● **Exercise prompt**: Convert all of the data below into a numbered list with one entry per line, leaving out any blank lines.

● **Supplied information**:
(begin)
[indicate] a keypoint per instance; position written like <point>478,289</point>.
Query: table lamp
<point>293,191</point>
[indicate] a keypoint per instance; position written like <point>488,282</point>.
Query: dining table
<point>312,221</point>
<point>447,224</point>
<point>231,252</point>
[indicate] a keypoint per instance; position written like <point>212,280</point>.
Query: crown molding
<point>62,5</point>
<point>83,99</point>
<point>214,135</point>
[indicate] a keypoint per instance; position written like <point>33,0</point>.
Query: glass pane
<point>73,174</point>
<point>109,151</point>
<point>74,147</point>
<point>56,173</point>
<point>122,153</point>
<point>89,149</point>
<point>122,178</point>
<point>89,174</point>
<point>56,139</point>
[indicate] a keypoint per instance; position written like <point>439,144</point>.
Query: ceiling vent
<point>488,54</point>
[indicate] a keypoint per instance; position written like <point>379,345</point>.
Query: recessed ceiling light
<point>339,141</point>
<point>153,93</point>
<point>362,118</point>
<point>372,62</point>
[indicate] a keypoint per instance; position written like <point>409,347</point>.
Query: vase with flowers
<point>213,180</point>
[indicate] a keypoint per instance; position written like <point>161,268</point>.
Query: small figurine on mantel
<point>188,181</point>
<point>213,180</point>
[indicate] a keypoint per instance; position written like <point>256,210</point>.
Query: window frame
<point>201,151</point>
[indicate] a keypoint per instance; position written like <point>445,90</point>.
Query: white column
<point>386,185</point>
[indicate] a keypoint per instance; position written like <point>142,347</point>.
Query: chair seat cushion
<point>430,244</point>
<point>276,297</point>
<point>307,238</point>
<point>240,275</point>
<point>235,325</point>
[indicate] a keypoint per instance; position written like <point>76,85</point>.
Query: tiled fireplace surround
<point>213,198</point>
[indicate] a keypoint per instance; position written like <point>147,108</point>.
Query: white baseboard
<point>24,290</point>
(end)
● **Correct answer**:
1. [indicate] a keypoint per instance; position written like <point>478,289</point>.
2. Query: table lamp
3. <point>293,191</point>
4. [indicate] a keypoint per instance; position written like <point>488,282</point>.
5. Query: dining table
6. <point>312,221</point>
7. <point>447,224</point>
8. <point>231,252</point>
9. [indicate] a keypoint per instance; position written like <point>212,280</point>.
10. Query: crown molding
11. <point>62,5</point>
12. <point>83,99</point>
13. <point>214,135</point>
14. [indicate] a keypoint per instance; position written like <point>33,0</point>.
15. Query: glass pane
16. <point>73,174</point>
17. <point>109,151</point>
18. <point>74,147</point>
19. <point>56,173</point>
20. <point>122,153</point>
21. <point>89,149</point>
22. <point>122,178</point>
23. <point>89,174</point>
24. <point>56,139</point>
25. [indicate] a keypoint per instance; position written like <point>439,144</point>.
26. Query: ceiling vent
27. <point>488,54</point>
28. [indicate] a keypoint per instance; position written like <point>379,345</point>.
29. Query: recessed ceiling light
30. <point>339,141</point>
31. <point>153,93</point>
32. <point>362,118</point>
33. <point>372,62</point>
34. [indicate] a keypoint per instance; position written like <point>409,347</point>.
35. Query: vase with flowers
36. <point>213,180</point>
37. [indicate] a keypoint per instance; position written like <point>161,268</point>.
38. Query: small figurine on mantel
39. <point>188,181</point>
40. <point>213,180</point>
41. [indicate] a keypoint per instance; position written like <point>256,210</point>.
42. Query: window frame
43. <point>201,151</point>
44. [indicate] a keypoint per instance; position written like <point>445,90</point>.
45. Query: white column
46. <point>386,185</point>
47. [indicate] a keypoint per instance; position written like <point>142,347</point>.
48. Query: chair seat cushion
49. <point>430,244</point>
50. <point>276,297</point>
51. <point>307,238</point>
52. <point>240,275</point>
53. <point>235,325</point>
54. [indicate] a keypoint per instance; position written like <point>76,85</point>.
55. Query: tiled fireplace surround
56. <point>213,198</point>
57. [indicate] a keypoint per instance; position written like <point>147,108</point>.
58. Query: white baseboard
59. <point>24,290</point>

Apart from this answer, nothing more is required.